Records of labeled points
Begin

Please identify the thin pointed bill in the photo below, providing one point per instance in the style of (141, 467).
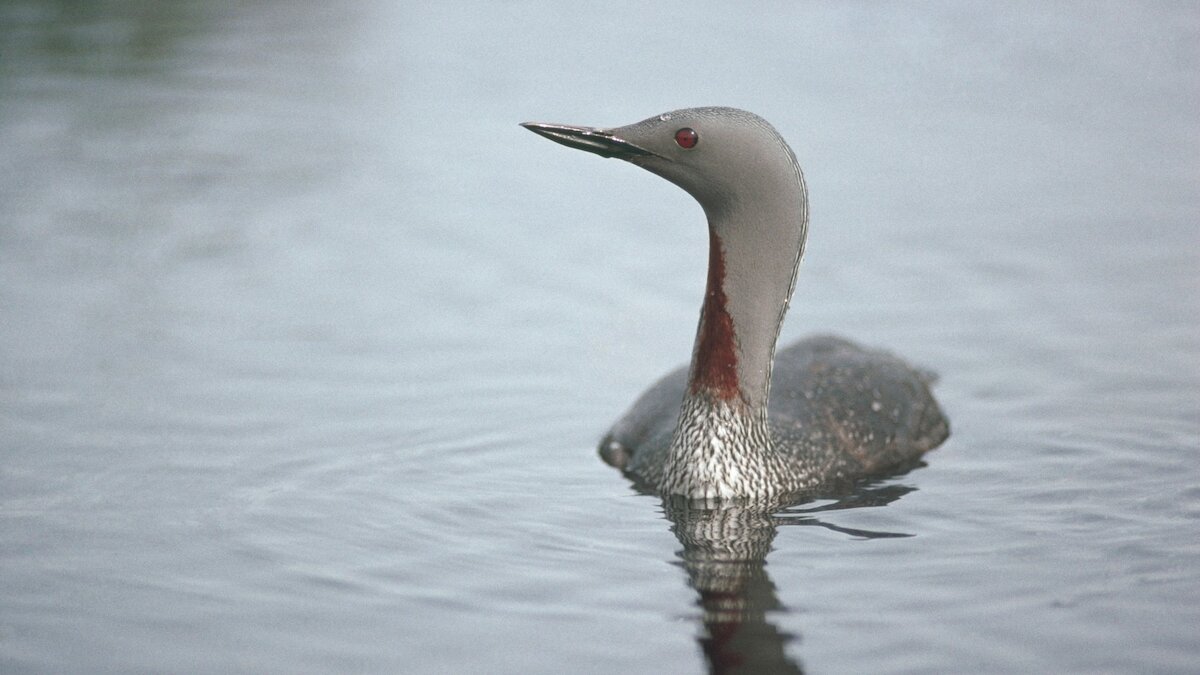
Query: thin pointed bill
(598, 141)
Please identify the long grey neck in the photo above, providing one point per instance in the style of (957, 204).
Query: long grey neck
(721, 444)
(755, 246)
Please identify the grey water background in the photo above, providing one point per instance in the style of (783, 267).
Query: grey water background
(305, 345)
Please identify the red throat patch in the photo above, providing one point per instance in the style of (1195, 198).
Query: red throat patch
(717, 356)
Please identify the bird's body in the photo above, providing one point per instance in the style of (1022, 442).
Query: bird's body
(741, 420)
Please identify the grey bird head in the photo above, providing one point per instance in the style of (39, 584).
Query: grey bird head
(717, 154)
(750, 186)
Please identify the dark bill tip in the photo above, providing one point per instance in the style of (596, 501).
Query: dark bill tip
(597, 141)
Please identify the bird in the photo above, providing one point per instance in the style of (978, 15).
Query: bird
(742, 420)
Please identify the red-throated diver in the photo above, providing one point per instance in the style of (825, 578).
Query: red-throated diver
(838, 411)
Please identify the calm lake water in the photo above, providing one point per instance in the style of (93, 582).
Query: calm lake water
(305, 345)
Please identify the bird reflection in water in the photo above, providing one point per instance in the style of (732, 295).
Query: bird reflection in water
(725, 547)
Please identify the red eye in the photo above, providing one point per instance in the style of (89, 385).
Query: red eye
(687, 138)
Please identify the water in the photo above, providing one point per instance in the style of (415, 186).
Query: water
(305, 345)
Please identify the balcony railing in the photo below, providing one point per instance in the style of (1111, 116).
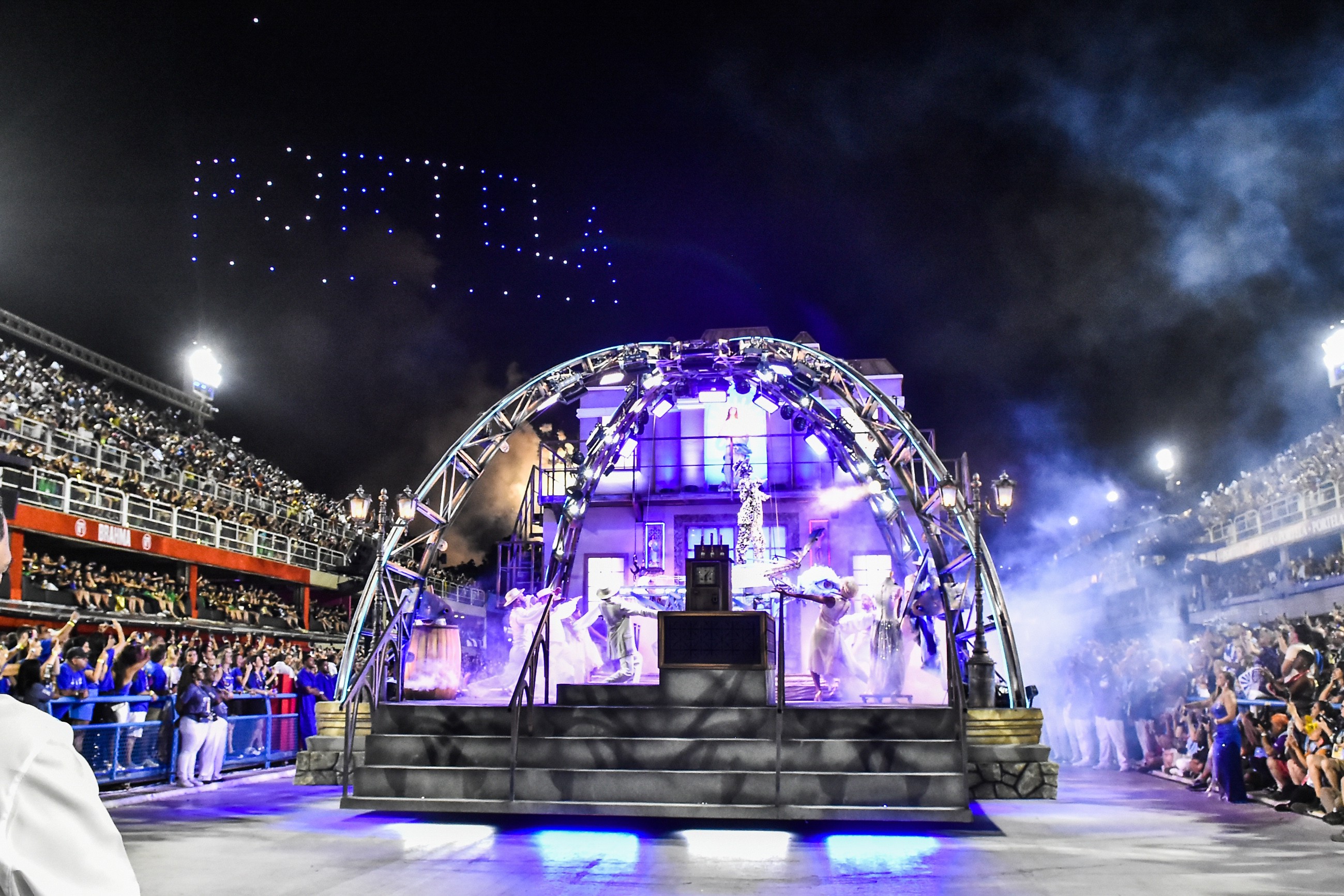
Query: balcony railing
(57, 492)
(55, 443)
(1280, 512)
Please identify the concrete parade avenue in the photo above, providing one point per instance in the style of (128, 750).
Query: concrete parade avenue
(1108, 833)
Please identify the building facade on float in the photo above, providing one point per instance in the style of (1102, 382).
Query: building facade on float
(675, 490)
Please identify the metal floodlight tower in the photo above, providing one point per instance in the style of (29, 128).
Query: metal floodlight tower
(1334, 359)
(871, 437)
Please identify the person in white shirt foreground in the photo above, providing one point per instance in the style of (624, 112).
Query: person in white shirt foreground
(55, 836)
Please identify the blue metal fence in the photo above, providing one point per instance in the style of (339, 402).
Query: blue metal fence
(140, 751)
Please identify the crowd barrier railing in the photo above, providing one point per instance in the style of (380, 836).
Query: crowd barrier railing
(142, 753)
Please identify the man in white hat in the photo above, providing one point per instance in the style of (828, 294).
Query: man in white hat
(620, 634)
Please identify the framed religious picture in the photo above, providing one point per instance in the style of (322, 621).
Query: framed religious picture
(654, 534)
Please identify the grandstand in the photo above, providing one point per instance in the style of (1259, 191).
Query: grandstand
(132, 510)
(1269, 543)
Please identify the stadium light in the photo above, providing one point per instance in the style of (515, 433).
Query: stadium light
(1334, 358)
(359, 504)
(1003, 488)
(205, 370)
(1334, 355)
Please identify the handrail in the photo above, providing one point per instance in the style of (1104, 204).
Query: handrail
(377, 663)
(956, 687)
(527, 684)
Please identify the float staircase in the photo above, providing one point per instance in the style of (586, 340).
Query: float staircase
(699, 745)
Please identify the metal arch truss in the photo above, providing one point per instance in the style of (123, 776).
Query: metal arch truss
(871, 438)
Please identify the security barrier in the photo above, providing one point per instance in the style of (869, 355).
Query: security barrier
(142, 753)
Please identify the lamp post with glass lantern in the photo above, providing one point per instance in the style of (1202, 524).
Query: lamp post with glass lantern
(980, 667)
(360, 506)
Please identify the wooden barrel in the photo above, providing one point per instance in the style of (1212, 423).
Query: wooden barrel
(1004, 726)
(331, 719)
(434, 663)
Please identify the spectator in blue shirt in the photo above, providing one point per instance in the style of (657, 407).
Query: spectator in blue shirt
(310, 692)
(72, 681)
(194, 718)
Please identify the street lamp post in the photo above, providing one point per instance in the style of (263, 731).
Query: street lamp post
(1334, 359)
(360, 507)
(980, 667)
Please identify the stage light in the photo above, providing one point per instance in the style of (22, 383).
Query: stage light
(406, 506)
(714, 392)
(359, 504)
(595, 851)
(1334, 358)
(765, 402)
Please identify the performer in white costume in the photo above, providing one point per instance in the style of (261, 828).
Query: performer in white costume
(618, 613)
(889, 641)
(752, 515)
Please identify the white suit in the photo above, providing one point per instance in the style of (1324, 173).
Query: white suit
(55, 836)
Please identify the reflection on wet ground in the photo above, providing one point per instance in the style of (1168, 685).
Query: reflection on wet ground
(1109, 833)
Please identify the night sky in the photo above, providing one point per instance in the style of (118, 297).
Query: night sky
(1081, 234)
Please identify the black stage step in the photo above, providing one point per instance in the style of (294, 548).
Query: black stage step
(666, 760)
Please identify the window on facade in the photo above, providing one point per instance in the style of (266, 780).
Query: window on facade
(775, 538)
(871, 570)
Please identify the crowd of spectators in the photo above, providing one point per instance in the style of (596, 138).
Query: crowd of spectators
(1304, 468)
(93, 586)
(1156, 707)
(1256, 574)
(42, 390)
(42, 665)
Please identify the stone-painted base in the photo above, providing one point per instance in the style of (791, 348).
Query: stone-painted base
(322, 764)
(1013, 780)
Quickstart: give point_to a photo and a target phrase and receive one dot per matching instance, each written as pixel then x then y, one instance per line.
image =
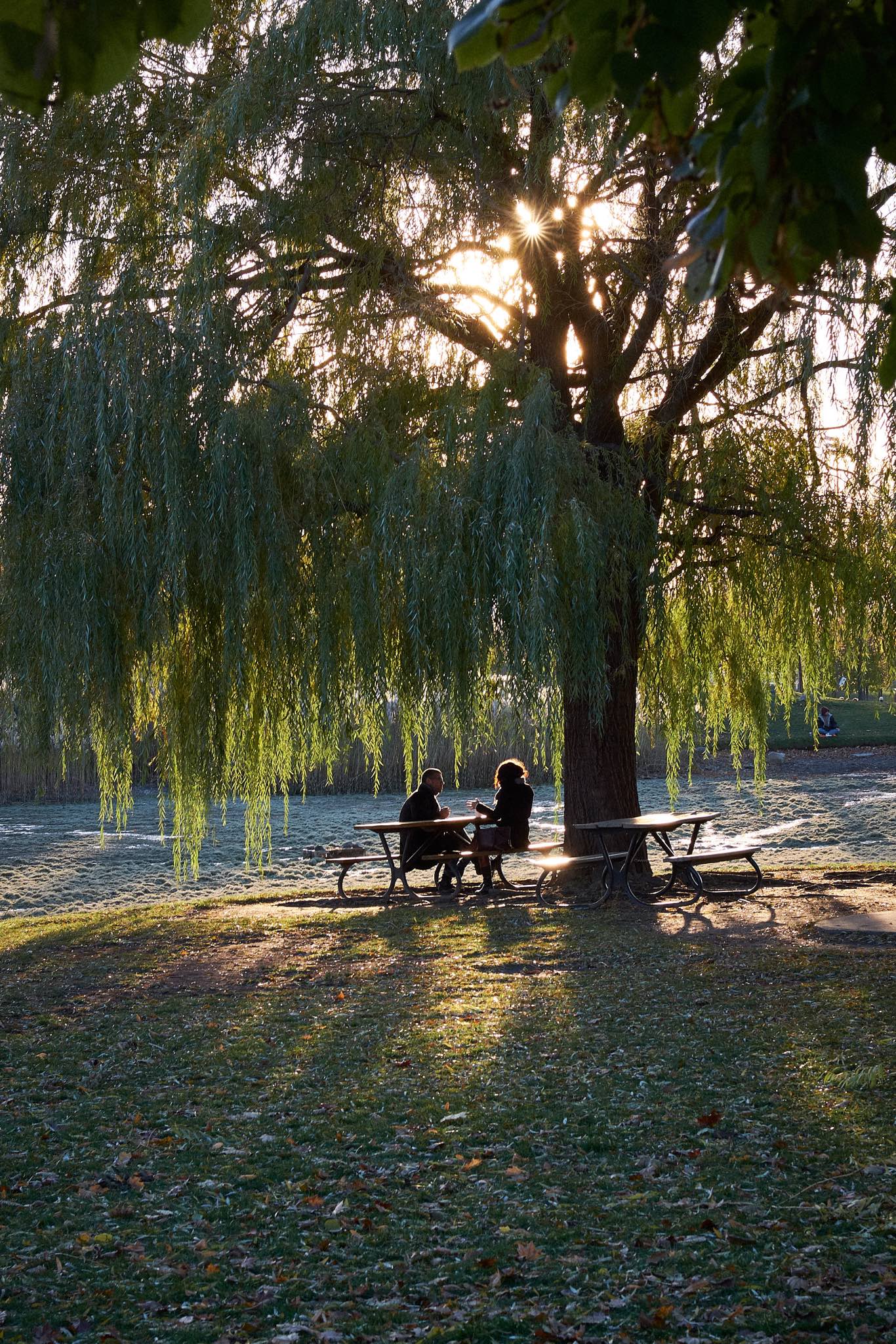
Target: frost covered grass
pixel 433 1124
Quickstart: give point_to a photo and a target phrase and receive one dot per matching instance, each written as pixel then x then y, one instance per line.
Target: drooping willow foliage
pixel 272 462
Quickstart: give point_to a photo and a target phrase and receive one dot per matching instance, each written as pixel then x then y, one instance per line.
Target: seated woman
pixel 510 813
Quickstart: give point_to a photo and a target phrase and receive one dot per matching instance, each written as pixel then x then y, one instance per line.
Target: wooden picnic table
pixel 397 868
pixel 456 861
pixel 660 827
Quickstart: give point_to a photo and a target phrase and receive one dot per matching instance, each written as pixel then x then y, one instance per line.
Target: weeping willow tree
pixel 335 379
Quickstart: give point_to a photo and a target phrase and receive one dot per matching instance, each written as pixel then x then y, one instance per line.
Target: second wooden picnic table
pixel 637 831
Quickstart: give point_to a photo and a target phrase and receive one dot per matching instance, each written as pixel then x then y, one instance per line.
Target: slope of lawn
pixel 436 1124
pixel 863 723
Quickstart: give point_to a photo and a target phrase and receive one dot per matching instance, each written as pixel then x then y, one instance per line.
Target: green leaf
pixel 474 39
pixel 887 367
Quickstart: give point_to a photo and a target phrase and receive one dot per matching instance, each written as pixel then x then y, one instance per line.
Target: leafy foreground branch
pixel 414 1126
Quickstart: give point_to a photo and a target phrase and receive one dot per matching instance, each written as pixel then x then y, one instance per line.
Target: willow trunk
pixel 600 769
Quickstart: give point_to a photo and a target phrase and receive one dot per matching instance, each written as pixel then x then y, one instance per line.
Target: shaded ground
pixel 275 1121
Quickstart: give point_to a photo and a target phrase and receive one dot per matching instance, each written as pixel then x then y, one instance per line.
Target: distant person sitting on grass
pixel 510 813
pixel 419 845
pixel 828 726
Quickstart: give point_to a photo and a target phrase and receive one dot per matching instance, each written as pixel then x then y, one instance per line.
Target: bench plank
pixel 712 857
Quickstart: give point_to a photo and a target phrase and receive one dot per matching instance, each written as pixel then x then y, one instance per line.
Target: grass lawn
pixel 863 723
pixel 439 1124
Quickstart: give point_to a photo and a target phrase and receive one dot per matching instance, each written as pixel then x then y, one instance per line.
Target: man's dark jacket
pixel 422 805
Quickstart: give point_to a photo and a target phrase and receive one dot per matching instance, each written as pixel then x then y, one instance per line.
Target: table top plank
pixel 451 823
pixel 649 821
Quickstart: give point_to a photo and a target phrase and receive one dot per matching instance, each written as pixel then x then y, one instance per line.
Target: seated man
pixel 826 723
pixel 419 844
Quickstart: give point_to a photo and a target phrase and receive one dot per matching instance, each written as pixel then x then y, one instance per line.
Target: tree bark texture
pixel 600 768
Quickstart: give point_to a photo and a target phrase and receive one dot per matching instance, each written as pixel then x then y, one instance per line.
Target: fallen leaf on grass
pixel 657 1319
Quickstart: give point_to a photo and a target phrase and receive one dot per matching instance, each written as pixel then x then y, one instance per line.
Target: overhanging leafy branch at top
pixel 805 102
pixel 87 46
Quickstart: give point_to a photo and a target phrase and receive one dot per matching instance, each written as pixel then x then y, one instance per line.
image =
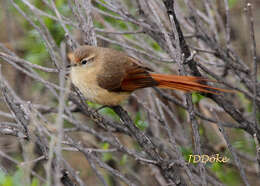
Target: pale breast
pixel 85 81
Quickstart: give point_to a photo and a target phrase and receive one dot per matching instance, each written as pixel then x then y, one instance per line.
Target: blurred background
pixel 144 107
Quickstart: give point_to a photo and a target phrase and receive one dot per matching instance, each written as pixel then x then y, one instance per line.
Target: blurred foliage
pixel 34 50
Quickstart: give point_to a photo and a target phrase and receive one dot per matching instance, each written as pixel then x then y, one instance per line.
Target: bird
pixel 108 77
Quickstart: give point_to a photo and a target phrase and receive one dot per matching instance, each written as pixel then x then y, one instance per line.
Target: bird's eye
pixel 84 61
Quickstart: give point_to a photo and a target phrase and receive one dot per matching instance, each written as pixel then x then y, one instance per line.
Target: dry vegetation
pixel 51 136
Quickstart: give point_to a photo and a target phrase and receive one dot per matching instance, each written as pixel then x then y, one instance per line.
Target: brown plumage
pixel 107 76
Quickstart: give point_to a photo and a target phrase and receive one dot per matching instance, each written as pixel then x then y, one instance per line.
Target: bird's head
pixel 82 56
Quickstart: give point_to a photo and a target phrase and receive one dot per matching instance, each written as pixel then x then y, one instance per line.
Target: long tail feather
pixel 184 83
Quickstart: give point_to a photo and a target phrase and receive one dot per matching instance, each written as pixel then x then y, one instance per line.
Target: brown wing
pixel 127 74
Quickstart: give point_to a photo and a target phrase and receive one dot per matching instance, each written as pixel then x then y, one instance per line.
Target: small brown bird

End

Which lines in the material contain the word "white"? Return each of them in full, and count a match only when the case is the same.

Please identify the person in white shirt foreground in the photo above, providing one point per instance in the style of (624, 112).
Query: person in white shirt foreground
Please identify the man in white hat in the photo above, providing one point per instance in the style of (828, 294).
Query: man in white hat
Please identify the performer in white costume in the photo above, providing one point per instance in the style of (261, 828).
Query: performer in white costume
Please identify the white suit in the photo above, providing one point per instance in the style of (1324, 173).
Query: white suit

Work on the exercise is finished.